* _Input data_:
──────────────────────────────

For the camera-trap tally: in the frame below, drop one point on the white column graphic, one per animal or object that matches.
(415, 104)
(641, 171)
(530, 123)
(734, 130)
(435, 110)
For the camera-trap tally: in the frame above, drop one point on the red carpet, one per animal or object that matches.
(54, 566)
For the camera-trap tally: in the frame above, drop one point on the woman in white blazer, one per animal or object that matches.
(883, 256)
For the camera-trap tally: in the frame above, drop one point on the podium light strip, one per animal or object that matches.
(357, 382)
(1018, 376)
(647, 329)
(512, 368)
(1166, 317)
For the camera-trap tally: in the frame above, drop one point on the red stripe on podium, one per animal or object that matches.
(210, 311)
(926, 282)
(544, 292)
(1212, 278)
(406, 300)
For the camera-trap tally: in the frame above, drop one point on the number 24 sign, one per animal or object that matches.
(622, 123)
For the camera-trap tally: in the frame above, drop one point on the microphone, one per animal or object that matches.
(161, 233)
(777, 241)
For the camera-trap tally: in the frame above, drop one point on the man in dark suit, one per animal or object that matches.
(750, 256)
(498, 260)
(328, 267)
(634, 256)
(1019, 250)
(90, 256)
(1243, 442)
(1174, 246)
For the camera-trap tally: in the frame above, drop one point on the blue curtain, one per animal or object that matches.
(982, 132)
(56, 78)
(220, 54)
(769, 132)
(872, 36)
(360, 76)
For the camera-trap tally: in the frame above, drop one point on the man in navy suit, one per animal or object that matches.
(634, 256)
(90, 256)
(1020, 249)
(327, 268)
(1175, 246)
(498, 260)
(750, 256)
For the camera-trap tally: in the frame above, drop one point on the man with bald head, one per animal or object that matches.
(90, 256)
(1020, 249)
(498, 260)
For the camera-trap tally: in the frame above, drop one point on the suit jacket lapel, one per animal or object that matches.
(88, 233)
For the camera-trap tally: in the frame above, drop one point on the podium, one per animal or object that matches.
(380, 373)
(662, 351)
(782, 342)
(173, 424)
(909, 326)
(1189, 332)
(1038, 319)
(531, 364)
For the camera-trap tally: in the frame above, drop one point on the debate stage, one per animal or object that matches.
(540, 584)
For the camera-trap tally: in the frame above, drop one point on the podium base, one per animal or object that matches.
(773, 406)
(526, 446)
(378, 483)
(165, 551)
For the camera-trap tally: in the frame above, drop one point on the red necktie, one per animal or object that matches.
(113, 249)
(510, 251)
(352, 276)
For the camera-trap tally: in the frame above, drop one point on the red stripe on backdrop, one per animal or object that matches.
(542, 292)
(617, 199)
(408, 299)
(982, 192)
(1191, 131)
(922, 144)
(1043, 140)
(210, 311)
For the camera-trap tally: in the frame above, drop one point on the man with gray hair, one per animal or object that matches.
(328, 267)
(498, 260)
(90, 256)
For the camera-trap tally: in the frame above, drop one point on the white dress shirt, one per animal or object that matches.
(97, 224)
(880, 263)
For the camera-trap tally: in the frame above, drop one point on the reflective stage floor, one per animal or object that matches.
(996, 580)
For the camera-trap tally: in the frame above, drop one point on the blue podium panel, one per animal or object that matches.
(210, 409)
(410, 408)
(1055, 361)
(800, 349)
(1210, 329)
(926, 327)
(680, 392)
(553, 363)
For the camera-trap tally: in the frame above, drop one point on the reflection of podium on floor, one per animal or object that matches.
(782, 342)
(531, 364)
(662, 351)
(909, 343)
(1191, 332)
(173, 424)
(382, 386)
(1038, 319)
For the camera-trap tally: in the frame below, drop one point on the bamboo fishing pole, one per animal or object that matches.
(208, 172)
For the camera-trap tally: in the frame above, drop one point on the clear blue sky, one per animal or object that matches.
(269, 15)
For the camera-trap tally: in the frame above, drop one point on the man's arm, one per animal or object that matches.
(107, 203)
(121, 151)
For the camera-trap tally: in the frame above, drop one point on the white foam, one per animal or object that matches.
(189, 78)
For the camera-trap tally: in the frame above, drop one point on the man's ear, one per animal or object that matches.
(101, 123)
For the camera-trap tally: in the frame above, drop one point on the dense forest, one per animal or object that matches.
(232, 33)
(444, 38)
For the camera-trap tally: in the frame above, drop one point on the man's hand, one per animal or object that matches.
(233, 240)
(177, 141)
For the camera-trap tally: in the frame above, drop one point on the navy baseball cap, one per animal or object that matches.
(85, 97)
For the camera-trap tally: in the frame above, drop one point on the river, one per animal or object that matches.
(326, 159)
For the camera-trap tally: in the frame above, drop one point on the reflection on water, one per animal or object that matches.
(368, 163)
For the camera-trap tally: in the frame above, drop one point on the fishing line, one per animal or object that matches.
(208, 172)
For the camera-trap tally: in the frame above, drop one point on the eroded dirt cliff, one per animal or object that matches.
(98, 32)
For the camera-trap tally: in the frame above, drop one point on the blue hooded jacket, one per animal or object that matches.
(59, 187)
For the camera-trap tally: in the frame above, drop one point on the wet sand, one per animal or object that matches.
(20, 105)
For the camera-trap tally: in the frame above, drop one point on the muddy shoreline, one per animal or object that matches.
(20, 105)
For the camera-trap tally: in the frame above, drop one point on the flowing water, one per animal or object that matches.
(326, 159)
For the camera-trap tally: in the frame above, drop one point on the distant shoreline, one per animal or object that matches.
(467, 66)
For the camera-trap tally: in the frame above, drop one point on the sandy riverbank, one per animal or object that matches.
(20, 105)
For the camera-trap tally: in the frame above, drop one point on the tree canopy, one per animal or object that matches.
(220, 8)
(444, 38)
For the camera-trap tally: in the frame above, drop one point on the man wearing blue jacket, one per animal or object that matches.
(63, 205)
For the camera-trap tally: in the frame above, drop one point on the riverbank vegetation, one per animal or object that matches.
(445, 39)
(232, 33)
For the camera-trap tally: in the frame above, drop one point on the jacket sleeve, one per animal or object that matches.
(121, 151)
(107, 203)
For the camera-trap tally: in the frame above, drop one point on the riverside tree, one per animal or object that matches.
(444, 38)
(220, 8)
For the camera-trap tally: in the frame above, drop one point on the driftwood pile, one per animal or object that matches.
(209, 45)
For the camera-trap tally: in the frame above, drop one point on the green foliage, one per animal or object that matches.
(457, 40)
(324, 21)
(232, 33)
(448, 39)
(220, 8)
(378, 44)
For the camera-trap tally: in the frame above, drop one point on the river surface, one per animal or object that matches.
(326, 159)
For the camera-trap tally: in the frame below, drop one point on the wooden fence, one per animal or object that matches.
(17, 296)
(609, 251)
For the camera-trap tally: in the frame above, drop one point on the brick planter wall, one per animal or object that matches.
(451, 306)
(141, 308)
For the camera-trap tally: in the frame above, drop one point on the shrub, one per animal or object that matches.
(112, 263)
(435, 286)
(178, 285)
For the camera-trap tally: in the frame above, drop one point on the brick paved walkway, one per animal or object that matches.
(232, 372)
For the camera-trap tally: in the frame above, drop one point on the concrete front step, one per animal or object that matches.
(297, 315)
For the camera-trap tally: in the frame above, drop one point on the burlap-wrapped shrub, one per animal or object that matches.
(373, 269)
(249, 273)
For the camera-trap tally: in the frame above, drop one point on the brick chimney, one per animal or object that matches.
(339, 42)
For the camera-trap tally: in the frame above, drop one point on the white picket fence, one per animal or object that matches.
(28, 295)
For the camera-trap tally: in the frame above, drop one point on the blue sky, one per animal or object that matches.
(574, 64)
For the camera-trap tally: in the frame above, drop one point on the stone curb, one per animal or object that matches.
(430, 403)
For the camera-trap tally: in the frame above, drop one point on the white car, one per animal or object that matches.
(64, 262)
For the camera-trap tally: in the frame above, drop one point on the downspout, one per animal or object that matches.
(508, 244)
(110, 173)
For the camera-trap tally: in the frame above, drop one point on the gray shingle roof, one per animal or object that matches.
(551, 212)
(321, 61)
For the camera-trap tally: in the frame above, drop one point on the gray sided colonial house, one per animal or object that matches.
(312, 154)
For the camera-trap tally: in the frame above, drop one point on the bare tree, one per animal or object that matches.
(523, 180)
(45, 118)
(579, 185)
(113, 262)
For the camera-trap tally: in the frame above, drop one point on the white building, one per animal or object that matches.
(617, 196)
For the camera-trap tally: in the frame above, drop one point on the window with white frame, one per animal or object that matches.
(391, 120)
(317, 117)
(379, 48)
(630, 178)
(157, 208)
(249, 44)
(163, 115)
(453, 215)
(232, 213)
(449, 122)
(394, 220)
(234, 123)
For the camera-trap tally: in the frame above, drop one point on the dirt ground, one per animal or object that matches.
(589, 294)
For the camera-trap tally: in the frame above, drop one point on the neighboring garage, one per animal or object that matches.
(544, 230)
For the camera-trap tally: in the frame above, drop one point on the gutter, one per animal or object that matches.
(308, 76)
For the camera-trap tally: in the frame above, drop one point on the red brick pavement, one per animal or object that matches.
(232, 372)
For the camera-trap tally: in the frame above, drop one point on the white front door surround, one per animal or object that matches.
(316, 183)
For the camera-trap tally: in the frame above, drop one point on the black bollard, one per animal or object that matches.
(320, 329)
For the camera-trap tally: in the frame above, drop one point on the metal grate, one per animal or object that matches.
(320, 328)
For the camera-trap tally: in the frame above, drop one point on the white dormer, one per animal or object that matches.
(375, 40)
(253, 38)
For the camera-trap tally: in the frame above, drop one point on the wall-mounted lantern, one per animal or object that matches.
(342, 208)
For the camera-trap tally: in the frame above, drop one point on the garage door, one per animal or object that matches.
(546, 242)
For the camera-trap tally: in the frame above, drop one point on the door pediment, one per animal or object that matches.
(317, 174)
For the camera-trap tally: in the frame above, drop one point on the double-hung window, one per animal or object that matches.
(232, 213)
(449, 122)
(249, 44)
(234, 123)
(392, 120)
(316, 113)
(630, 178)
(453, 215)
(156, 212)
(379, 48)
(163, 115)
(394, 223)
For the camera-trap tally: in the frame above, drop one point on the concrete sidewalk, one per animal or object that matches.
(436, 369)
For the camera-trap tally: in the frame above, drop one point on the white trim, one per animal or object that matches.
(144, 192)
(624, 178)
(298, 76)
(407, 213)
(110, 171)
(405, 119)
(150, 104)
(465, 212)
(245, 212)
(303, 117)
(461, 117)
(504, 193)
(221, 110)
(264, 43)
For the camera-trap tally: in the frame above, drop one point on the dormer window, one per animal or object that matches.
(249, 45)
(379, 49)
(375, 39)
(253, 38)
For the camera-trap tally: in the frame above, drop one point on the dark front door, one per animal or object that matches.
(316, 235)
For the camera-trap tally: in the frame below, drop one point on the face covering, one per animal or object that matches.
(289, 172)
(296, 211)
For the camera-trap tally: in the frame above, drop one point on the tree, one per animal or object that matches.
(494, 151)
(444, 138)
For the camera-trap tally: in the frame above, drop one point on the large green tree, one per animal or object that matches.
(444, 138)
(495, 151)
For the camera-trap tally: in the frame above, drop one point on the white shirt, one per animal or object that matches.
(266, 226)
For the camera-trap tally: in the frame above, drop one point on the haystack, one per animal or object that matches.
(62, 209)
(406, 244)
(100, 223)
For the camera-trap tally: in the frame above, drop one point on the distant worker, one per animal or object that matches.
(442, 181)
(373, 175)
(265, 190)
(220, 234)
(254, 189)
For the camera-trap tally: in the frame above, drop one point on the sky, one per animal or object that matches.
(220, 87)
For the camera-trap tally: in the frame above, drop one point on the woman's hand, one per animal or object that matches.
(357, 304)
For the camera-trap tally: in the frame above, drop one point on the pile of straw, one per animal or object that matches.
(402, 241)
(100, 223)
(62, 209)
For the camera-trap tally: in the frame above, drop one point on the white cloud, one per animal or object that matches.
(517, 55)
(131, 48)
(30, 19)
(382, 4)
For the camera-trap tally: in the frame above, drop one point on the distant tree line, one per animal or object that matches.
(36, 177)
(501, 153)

──────────────────────────────

Copy out, with no changes, the lines of the entries above that begin with the line containing "the distant tree" and continue through the end of the entries.

* _Response_:
For the camera-trap tally: in the frame above, drop one point on the distant tree line, one per animal or object that matches.
(36, 177)
(501, 153)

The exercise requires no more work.